Excerpt:
-----
X-Men Origins: Wolverine (PG-13) What happens when you take the most badass mutant superhero out of the X-Men soap opera and give him his own feature? A rather tepid movie, unfortunately. The film follows Logan (Hugh Jackman) from sickly boy in the Canadian north in the early 1800s until the 1980s, when he joins a mutant special forces team headed by Col. Stryker (Danny Huston), accompanied by his increasingly vicious half-brother, Victor Creed, a.k.a. Sabretooth (Liev Schreiber). The two leads are perfect for their roles, but neither actor really gets the chance to cut loose. Despite a few decent action scenes, the story plods along without a sense of urgency. Focusing on Logan’s work with Stryker instead of his enmity with Sabretooth turns out to be a big mistake. Beloved characters like Gambit (Taylor Kitsch) and Deadpool (Ryan Reynolds) are trotted out and then not given the treatment they deserve. Too many extraneous characters and shoddy special effects don’t help either. An unfortunate misfire. Also with Lynn Collins, will.i.am, Kevin Durand, and Dominic Monaghan. – Cole Williams
The Brothers Bloom (PG-13) The second film by writer-director Rian Johnson (Brick) stars Adrien Brody and Mark Ruffalo as adopted brothers and con artists who aim to swindle an eccentric heiress (Rachel Weisz) out of her millions. Also with Rinko Kikuchi, Robbie Coltrane, Maximilian Schell, and Nora Zehetner. Narrated by Ricky Jay.
Every Little Step (PG-13) Adam Del Deo and James D. Stern’s documentary profiles the dancers trying out for the Broadway revival of A Chorus Line. Also with Marvin Hamlisch, Charlotte D’Amboise, Jacques D’Amboise, and Donna McKechnie.
-----
Collected material:
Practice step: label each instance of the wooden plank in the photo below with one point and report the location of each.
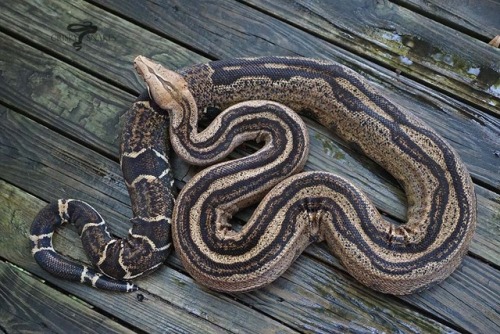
-----
Brief 1: Summarize the film listings in two sentences.
Brief 2: Carry on the film listings from the point where they end.

Exercise output 1: The film listings call X-Men Origins: Wolverine a tepid misfire: Hugh Jackman and Liev Schreiber suit their roles, but the story plods, wrongly centers on Logan's work with Stryker, and shortchanges characters like Gambit and Deadpool amid extraneous characters and shoddy special effects. They also describe The Brothers Bloom, Rian Johnson's film about adopted con-artist brothers out to swindle an eccentric heiress, and Every Little Step, a documentary about dancers trying out for the Broadway revival of A Chorus Line.

Exercise output 2:
The Girlfriend Experience (R) Steven Soderbergh’s latest film is about a high-priced Manhattan prostitute (Sasha Grey) who seeks emotional fulfillment for herself while providing it to her clients. Also with Chris Santos, Glenn Kenny, and Tim Davis.
Goodbye Solo (NR) The latest film by Ramin Bahrani (Chop Shop, Man Push Cart) stars Souleymane Sy Savane as a Senegalese cab driver who picks up an eccentric fare (Red West) while on duty in Winston-Salem, N.C. Also with Diana Franco Galindo, Lane “Roc” Williams, Mamadou Lam, and Carmen Leyva.
Summer Hours (NR) The latest film by Olivier Assayas (Irma Vep, Clean) stars Juliette Binoche, Charles Berling, and Jérémie Renier as siblings who deal with their family issues as they dispense with their late mother’s estate. Also with Edith Scob, Dominique Reymond, Valérie Bonneton, Isabelle Sadoyan, and Kyle Eastwood.
Tyson (R) James Toback’s documentary portrait of disgraced former boxing champion Mike Tyson.
Valentino: The Last Emperor (NR) Not to be confused with Bernardo Bertolucci’s The Last Emperor, this is Matt Tyrnauer’s documentary portrait of the Italian fashion designer. Also with Giorgio Armani, Donatella Versace, Diane von Fürstenburg, Anna Wintour, Tom Ford, Karl Lagerfeld, André Leon Talley, Claudia Schiffer, and Gwyneth Paltrow.